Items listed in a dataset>
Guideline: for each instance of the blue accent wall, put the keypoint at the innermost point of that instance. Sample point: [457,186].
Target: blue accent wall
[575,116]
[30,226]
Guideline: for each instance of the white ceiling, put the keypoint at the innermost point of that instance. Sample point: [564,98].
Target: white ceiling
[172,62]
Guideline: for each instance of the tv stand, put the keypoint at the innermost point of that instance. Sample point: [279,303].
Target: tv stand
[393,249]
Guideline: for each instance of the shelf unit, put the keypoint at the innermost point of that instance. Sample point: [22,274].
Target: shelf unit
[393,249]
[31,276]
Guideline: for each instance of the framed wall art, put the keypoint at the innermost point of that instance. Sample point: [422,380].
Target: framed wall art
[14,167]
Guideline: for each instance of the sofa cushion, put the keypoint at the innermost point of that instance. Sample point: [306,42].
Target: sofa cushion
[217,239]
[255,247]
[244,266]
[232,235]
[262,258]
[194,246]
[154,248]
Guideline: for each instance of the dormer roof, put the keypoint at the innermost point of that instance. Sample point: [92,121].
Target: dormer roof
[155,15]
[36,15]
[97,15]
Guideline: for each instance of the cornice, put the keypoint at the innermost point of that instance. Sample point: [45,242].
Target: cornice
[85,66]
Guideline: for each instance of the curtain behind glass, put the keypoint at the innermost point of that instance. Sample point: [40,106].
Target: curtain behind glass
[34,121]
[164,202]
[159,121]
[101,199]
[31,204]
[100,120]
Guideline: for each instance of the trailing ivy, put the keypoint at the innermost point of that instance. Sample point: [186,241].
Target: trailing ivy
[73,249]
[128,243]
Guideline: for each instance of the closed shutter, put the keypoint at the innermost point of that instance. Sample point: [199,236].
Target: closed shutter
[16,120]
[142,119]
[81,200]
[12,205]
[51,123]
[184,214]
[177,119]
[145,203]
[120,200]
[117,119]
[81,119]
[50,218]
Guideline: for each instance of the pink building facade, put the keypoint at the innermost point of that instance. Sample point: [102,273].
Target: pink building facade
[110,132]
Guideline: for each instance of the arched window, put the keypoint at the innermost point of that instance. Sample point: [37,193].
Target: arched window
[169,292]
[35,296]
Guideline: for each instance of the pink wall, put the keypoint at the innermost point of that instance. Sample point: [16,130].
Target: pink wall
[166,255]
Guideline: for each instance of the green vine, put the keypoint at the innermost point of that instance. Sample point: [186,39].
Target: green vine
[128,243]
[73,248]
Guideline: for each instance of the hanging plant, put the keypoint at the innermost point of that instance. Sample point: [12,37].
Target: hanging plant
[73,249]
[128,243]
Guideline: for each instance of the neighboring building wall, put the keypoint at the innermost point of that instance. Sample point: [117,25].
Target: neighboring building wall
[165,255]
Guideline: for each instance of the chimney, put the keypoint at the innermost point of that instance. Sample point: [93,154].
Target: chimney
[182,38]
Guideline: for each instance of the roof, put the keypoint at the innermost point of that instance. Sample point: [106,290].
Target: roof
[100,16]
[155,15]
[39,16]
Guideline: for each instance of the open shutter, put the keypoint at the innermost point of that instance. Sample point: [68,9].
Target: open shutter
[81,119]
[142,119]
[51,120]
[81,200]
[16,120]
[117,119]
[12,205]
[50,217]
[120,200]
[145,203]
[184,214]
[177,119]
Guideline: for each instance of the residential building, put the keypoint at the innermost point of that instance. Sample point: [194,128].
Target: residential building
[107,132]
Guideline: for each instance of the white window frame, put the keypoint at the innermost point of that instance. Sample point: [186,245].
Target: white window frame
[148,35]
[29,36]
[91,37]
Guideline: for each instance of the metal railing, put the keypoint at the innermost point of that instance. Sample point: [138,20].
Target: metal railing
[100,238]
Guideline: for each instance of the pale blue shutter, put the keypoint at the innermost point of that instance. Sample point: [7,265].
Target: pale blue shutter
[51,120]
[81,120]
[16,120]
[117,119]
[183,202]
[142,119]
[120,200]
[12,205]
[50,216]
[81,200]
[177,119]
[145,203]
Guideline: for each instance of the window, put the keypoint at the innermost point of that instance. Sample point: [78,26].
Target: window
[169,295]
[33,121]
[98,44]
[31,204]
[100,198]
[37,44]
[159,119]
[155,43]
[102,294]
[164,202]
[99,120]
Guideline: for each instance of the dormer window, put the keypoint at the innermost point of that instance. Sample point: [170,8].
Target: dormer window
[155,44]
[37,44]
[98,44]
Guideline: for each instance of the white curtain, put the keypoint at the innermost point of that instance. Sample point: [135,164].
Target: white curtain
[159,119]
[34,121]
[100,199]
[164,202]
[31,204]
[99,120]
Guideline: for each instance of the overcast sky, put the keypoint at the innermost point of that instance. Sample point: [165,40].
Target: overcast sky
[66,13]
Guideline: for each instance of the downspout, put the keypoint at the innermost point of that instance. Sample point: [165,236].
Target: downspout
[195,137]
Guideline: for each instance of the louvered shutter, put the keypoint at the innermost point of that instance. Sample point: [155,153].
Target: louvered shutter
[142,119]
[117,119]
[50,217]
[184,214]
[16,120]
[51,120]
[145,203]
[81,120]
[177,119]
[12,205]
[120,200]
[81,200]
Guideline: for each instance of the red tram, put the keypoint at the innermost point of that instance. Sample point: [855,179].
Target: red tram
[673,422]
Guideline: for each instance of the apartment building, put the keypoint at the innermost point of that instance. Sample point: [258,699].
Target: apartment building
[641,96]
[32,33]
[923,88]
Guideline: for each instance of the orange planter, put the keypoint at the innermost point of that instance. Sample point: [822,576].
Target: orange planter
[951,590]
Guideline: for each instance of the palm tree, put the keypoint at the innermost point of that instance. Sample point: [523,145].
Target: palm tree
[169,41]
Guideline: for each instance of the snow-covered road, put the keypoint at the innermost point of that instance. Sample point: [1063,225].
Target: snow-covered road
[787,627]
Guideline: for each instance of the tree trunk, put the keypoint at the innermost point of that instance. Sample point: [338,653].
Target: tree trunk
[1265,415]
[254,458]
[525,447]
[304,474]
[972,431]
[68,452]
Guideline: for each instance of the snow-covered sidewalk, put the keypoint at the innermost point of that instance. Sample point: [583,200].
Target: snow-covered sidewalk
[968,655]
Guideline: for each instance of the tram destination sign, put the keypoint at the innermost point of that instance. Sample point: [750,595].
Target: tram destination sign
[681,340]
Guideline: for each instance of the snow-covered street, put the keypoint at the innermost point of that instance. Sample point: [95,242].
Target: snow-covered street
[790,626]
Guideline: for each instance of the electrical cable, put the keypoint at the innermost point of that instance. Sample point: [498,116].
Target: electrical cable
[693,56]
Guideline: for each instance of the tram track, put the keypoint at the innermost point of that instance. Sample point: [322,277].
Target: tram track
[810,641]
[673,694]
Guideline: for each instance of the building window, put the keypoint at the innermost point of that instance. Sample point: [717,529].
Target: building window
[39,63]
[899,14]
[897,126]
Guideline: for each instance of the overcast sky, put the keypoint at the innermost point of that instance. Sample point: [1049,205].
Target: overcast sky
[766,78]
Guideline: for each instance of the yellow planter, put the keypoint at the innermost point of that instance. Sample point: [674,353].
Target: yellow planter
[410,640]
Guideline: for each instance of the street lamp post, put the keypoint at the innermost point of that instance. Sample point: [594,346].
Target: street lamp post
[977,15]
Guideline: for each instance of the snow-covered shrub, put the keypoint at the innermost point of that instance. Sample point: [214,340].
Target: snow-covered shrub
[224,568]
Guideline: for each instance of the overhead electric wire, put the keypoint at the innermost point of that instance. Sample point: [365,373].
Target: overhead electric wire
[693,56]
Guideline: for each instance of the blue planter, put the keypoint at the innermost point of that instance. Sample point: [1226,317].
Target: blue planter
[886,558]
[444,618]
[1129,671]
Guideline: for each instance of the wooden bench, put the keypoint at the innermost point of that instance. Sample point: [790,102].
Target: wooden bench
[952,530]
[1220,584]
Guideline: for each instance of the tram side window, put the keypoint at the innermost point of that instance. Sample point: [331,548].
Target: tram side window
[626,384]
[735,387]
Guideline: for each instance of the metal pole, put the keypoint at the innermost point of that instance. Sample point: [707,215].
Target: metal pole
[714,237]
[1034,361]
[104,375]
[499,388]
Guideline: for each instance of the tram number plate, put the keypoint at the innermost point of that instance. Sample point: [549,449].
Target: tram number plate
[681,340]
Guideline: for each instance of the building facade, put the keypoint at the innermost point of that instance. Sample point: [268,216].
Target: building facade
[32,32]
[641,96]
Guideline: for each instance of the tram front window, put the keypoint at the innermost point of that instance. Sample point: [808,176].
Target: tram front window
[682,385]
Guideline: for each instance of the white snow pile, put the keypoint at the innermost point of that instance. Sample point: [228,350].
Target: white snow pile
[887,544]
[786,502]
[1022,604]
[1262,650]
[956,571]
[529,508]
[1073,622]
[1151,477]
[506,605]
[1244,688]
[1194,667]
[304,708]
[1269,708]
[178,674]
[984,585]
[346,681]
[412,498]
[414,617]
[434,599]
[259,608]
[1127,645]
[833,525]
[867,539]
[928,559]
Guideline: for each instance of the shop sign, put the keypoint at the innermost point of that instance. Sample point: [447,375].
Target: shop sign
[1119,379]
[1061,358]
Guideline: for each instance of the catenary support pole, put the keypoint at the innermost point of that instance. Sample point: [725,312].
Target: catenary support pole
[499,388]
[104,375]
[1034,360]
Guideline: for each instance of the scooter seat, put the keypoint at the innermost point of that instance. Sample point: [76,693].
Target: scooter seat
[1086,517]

THE PROBLEM> Repeat exactly the lines above, starting with the line that contains "Guideline: for each instance of the metal pole, put" and ending with the last line, both included, and nothing else.

ANSWER TO THE EXERCISE>
Guideline: for each instance of the metal pole, put the keypoint at the innermost point of that instance. Sample point: [707,215].
Target: metal pole
[714,237]
[1034,361]
[104,375]
[499,388]
Guideline: for each instance of the tram number plate, put the keypoint at the innermost point of that instance. Sample point: [549,449].
Target: tram number plate
[681,340]
Guideline: for each instance of the building facade, put the keypoint at the innermost point of that instance. Sample point: [268,216].
Target: building facade
[32,32]
[641,96]
Guideline: for each instance of the tram front window, put the keypoint at the innermost point of that instance. Sample point: [808,176].
Target: tram front window
[682,385]
Guideline: for each instance of the white snow pile, put the keypoint at the innermost point of that instance. Sample point: [228,350].
Target: white snow pile
[887,544]
[786,502]
[1022,604]
[1262,650]
[956,571]
[529,508]
[1073,622]
[1151,477]
[506,605]
[1244,688]
[1194,667]
[304,708]
[1269,708]
[178,674]
[984,585]
[346,681]
[412,498]
[414,617]
[434,599]
[259,608]
[1127,645]
[833,525]
[867,539]
[928,559]
Guideline: for each instance of the shop sign, put the keypoint at the innermost point of that instance. Sample point: [447,375].
Target: shop sign
[1119,379]
[1061,358]
Guideline: for each instance of the catenary support pole, put the keypoint at the innermost point of that instance. Sample point: [725,312].
Target: catenary support pole
[499,388]
[104,375]
[1034,360]
Guideline: for each instance of the scooter seat, put the keypoint at the innermost point of that instance. Sample point: [76,693].
Target: scooter seat
[1086,517]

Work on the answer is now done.